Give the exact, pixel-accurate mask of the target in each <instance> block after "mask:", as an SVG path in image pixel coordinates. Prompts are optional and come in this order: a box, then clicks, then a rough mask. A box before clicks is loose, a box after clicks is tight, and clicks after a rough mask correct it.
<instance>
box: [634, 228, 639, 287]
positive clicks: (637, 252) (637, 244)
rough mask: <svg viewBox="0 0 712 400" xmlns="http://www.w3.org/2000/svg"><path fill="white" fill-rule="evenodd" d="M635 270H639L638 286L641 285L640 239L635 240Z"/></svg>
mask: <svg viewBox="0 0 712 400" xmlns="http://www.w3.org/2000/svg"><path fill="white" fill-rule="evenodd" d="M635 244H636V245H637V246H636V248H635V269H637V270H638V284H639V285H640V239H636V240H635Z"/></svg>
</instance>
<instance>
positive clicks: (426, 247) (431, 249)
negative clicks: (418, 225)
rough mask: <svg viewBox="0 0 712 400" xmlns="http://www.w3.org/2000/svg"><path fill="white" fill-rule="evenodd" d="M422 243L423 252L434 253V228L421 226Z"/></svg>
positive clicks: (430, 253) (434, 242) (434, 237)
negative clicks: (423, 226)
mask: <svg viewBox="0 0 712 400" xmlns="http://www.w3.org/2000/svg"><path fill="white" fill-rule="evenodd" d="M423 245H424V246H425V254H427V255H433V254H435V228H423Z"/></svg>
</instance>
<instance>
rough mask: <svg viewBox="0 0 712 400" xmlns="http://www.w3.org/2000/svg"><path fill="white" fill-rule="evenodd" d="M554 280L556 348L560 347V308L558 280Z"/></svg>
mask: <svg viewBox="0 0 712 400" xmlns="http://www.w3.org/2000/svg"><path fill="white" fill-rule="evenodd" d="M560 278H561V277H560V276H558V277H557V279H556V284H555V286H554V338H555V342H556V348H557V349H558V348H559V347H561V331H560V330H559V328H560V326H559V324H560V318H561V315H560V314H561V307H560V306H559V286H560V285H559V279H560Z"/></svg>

TASK GOAL:
Copy all lines from the material that hold "positive".

RESULT OF THIS EXERCISE:
positive clicks: (637, 252) (637, 244)
positive clicks: (426, 247) (431, 249)
positive clicks: (430, 253) (434, 242) (434, 237)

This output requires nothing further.